**依頼 1**
提示本文によると、心斎橋ミツヤの創業は何年か。

**提示本文**
········

2017.03.01

伝説のミツヤライス | 特集 201703

伝説のミツヤライス

Store Info

  • 店名心斎橋ミツヤ
  • 住所大阪府大阪市中央区心斎橋筋2-3-21
  • 電話番号06-6211-4751
  • URLhttp://www.mitsuya.co.jp/
  • AREA
  • 8
  • EAST

わりと深刻な「ひとくちちょうだい」問題。

わりと、物議をかます「ひとくちちょうだい」問題。特に女性に多いそう。いっしょに外食した際に「ひとくちちょうだい」派と「ひとくちあげない」派がモメるという、なんともどうしようもない一幕が繰り広げられるというもの。OK派は「美味しいものはみんなでシェアしよう」と考えるしNG派は「ひとのものを欲しがるなんて下品」と言うし、どちらもモラルが根底にあるから相容れない。ワタクシ?ワタクシはOK派ですよ、親愛・博愛が信条ですからね。

などと考えつつ、やってきたのは「心斎橋ミツヤ」創業は昭和18年(1943年)。それ以前、明治時代から氷屋を営んでおり、冬場に六甲の山上で整氷した氷を馬や船に乗せて、大阪・福島まで運んでいたそうです。女性グループやシニアカップル、ママといっしょのキッズなど、心斎橋の人々を縮図化したような店内は、古き良き喫茶文化、洋食レストランの歴史が刻まれています。いうなれば、心斎橋の「良心」。ここミツヤでヤカラで不遜なお客様をみたことがありません。皆、一応に敬意を払う、そんな一軒です。

店頭には、気になる!POPが。「伝説のミツヤライス」と!「伝説」なうえに屋号をつけた商品。試します、もちろん、取材決定です。

········

**点ラベリング用データセットの記録**

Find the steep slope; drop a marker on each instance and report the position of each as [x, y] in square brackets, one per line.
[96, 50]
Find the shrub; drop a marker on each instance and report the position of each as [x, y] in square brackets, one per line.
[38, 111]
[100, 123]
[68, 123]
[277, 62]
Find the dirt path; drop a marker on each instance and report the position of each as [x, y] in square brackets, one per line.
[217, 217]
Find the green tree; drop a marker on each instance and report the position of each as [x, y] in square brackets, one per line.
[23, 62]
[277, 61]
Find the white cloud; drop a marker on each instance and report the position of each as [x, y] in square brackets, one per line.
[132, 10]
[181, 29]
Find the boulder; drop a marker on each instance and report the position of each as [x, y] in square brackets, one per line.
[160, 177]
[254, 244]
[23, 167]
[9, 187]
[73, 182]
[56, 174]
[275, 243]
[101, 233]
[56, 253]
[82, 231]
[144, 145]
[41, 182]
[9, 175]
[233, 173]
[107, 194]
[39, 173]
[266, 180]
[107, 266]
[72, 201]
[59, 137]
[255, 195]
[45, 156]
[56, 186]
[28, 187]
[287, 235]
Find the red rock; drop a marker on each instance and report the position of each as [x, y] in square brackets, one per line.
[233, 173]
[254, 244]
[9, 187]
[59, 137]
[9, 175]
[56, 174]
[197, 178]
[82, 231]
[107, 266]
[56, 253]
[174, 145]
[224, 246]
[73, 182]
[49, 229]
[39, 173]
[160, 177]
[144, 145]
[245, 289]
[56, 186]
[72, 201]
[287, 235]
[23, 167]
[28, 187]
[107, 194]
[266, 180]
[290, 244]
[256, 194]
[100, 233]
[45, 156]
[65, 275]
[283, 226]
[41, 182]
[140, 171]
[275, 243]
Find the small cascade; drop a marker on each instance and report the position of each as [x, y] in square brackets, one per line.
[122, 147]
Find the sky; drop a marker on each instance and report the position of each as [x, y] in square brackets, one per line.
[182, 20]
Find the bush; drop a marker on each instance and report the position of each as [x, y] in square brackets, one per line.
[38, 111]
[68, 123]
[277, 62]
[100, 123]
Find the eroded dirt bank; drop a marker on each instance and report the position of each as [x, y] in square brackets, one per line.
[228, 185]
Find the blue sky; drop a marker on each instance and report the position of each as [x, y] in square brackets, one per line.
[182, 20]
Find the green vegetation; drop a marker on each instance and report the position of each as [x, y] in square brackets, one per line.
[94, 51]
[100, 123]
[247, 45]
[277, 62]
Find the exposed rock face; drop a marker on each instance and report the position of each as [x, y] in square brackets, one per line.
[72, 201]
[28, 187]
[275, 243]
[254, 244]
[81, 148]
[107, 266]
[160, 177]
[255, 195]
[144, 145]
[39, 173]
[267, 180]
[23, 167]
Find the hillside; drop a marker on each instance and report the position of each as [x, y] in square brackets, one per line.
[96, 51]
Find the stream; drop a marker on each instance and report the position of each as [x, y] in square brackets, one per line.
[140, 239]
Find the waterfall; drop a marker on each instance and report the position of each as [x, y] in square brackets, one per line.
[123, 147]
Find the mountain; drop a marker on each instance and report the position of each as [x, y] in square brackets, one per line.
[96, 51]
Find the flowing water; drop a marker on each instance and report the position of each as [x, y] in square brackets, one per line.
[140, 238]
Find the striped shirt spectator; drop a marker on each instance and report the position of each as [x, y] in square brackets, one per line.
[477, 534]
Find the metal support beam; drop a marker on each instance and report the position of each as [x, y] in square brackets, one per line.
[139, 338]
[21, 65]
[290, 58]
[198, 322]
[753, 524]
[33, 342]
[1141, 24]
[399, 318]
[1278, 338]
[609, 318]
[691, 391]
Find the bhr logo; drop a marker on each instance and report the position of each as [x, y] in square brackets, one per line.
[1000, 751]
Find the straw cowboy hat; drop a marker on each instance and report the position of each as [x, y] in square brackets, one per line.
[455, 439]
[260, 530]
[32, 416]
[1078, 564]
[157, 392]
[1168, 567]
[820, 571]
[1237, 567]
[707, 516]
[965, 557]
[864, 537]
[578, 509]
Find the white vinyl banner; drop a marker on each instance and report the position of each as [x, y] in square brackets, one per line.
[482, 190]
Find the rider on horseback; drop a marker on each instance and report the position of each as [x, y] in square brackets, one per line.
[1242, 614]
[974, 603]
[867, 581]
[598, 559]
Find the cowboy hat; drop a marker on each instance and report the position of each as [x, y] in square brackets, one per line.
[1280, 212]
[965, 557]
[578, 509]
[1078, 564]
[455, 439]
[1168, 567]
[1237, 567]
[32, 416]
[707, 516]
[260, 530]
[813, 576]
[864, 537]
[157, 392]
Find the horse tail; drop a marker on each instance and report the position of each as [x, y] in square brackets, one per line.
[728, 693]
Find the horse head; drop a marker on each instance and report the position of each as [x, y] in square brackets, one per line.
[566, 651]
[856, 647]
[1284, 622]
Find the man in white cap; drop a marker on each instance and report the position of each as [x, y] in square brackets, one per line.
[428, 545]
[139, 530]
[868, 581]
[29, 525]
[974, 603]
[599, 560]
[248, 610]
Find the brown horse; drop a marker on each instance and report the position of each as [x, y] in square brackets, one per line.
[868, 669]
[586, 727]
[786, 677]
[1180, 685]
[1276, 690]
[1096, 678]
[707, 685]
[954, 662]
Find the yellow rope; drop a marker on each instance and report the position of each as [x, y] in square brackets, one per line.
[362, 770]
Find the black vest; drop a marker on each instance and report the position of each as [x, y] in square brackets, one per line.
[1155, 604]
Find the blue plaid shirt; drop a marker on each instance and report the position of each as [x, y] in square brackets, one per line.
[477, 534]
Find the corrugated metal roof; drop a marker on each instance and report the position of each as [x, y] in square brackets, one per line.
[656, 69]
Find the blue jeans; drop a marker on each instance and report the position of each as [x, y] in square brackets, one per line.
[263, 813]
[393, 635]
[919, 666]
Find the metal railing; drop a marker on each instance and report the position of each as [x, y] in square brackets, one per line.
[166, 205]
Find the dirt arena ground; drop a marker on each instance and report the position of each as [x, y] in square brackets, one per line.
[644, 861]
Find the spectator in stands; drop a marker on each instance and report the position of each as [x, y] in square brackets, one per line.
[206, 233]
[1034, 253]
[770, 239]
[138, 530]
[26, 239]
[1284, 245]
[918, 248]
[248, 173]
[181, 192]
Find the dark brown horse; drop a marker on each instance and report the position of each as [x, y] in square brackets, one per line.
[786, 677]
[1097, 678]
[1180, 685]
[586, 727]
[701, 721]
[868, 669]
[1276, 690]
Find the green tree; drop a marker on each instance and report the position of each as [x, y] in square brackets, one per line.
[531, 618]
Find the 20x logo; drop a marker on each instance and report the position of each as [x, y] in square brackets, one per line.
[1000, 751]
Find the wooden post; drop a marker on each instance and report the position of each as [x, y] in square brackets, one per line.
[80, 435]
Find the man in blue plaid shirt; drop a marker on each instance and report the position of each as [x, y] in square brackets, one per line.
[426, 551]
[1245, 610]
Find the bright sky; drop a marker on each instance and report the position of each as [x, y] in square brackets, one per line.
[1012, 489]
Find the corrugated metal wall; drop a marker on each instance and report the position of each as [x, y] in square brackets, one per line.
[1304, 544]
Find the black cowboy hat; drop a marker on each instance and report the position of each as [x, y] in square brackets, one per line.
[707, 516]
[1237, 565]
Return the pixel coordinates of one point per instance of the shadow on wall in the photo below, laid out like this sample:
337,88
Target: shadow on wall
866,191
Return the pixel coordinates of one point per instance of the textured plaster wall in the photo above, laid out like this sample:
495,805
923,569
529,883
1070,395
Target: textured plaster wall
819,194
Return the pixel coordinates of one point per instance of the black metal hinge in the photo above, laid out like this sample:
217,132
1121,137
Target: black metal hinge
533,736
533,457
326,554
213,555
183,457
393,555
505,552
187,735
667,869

········

**依頼 2**
記録のうち、語「white」を含む行をすべて選び出せ。

**出力結果 1**
昭和18年(1943年)。

**出力結果 2**
Find the white cloud; drop a marker on each instance and report the position of each as [x, y] in square brackets, one per line.
Find the white vinyl banner; drop a marker on each instance and report the position of each as [x, y] in square brackets, one per line.
Find the man in white cap; drop a marker on each instance and report the position of each as [x, y] in square brackets, one per line.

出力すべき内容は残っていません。